··· Testo fornito
Testo completo: http://www.accesstoinsight.org/tipitaka/mn/mn.109.than.html

Note:

1: in altre parole: se non vi è alcun sé negli aggregati, né come loro somma, né come entità ad essi collegata, chi (quale sé) sperimenterà, in questa o nelle vite successive i risultati delle azioni compiute da ciò che è privo di un sé sostanziale? 

la domanda si basa su un fraintendimento in senso nichilistico dell’insegnamento buddhista sul non-sé, e sull’evidente incapacità della persona non risvegliata a pensare in termini diversi da quelli soggettivi, per i quali la concezione di un sé o io è il fondamento.

Bisogna innanzitutto comprendere cosa si intenda con sé o atman, ed in cosa consista la visione erronea concernente questo sé. Se ci fosse qualcosa che noi potessimo controllare in base ai nostri desideri, quel qualcosa sarebbe definita ‘sé’; tuttavia, nulla in questo mondo, incluso la nostra stessa vita, può essere controllato sulla mera base delle nostre aspettative.

Un essere è composto di forma materiale(corpo), sensazioni, percezioni, attività intenzionali e cognizione; Quando qualcuno pensa di poter controllare tutto ciò in base ai propri desideri, considerando tale essere nei termini di ‘me’, ‘mio’, ‘me stesso’, questo rappresenta la visione erronea relativa al sé.

Chi è attaccato a questa visione è convinto che il suo sé esisterà in eterno dopo la morte o che esso si estinguerà per sempre. Entrambe queste due prospettive dipendono dal fatto che il sé viene concepito come un entità controllabile.

Vi sono delle religioni che asseriscono che il sé o anima possa essere controllata, che cioè essa possa essere considerata nei termini di ‘me’, ‘mio’, ‘il mio sé’,  e che questa continuerà ad esistere in eterno dopo la morte. Queste religioni vengono classificate come religioni proponenti la teoria di un sé o anima.

Ma comunque sia, niente in questo mondo può essere controllato in accordo ai nostri voleri per via del fatto che ogni cosa è soggetta al mutamento ed alla distruzione. Prendiamo ad esempio le nostre stesse vite:

Questo corpo è soggetto all’ammalarsi, all’invecchiamento, e un giorno perirà; niente di tutto ciò può essere evitato come noi vorremmo.
······
## Descrizione esercizio
Ricopia parola per parola il brano sul non-sé, da "Chi è attaccato" fino a "sé o anima." incluso. L'elenco dei dati non c'entra niente con questo lavoro.
··· Elenco dati
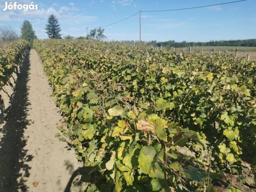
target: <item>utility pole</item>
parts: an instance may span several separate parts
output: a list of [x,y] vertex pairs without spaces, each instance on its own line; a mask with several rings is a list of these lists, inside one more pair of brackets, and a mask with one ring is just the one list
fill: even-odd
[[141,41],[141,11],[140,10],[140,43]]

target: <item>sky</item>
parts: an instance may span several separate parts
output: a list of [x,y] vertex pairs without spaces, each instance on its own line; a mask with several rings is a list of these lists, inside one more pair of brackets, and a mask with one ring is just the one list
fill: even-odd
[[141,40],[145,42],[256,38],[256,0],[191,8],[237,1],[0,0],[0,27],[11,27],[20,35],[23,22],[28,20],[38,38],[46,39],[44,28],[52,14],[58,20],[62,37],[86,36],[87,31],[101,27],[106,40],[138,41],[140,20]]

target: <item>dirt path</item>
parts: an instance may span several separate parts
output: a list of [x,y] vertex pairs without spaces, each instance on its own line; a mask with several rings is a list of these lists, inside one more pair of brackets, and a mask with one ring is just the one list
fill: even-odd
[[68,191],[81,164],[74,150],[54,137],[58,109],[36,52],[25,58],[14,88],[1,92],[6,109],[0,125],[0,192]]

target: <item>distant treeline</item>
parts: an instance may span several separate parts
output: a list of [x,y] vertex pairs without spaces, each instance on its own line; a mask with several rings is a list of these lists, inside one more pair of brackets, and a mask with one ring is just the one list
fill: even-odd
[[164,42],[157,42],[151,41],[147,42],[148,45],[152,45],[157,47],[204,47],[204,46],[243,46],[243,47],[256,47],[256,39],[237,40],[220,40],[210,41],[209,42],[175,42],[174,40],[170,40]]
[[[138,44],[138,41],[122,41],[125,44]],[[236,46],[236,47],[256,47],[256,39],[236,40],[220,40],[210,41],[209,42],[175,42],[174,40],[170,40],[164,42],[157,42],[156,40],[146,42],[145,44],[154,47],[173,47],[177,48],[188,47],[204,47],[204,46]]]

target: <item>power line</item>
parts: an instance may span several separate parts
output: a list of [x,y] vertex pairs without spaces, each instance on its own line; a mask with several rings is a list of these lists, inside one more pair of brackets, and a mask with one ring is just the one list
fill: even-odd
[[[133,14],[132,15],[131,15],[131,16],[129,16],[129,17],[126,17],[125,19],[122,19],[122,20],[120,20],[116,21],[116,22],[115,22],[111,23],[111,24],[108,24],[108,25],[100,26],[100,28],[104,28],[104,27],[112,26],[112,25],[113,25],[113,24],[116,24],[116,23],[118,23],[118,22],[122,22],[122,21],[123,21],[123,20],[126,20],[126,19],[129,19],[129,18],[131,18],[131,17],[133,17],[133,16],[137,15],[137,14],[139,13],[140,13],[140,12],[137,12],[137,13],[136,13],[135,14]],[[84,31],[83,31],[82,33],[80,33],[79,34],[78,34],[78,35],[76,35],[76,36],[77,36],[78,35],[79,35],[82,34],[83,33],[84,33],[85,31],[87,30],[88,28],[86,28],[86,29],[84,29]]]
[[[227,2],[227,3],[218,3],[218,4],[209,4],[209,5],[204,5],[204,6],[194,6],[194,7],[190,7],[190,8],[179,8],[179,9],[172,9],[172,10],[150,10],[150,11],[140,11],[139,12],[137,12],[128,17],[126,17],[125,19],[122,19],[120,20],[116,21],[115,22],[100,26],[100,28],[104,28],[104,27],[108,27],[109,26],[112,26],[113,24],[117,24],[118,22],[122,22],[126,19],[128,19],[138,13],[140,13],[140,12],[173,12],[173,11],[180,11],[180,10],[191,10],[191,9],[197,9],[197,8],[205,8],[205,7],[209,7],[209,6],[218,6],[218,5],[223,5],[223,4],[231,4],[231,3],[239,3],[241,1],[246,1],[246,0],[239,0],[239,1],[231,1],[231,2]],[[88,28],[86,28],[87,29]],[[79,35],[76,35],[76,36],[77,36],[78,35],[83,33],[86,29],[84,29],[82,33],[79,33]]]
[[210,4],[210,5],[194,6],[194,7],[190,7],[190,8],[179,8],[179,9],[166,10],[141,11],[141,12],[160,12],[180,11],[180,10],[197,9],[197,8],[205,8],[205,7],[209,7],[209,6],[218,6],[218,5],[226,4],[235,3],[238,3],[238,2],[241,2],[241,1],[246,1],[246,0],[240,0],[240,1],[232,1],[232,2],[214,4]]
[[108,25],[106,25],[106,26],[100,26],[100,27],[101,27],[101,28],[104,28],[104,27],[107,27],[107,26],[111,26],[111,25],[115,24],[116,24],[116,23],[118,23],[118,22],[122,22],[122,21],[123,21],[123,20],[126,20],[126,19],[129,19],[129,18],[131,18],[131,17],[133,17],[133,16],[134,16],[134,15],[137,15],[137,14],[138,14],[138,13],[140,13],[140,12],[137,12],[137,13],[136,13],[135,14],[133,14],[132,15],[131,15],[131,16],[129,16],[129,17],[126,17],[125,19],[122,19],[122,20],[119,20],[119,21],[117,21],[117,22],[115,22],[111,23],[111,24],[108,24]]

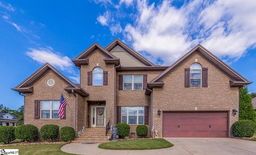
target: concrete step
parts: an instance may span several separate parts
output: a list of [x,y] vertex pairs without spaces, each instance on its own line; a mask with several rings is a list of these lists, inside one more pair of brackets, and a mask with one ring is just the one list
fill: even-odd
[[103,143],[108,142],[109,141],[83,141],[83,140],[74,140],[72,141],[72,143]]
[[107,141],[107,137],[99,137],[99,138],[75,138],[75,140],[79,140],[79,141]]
······
## Risposta
Chi è attaccato a questa visione è convinto che il suo sé esisterà in eterno dopo la morte o che esso si estinguerà per sempre. Entrambe queste due prospettive dipendono dal fatto che il sé viene concepito come un entità controllabile.

Vi sono delle religioni che asseriscono che il sé o anima possa essere controllata, che cioè essa possa essere considerata nei termini di ‘me’, ‘mio’, ‘il mio sé’,  e che questa continuerà ad esistere in eterno dopo la morte. Queste religioni vengono classificate come religioni proponenti la teoria di un sé o anima.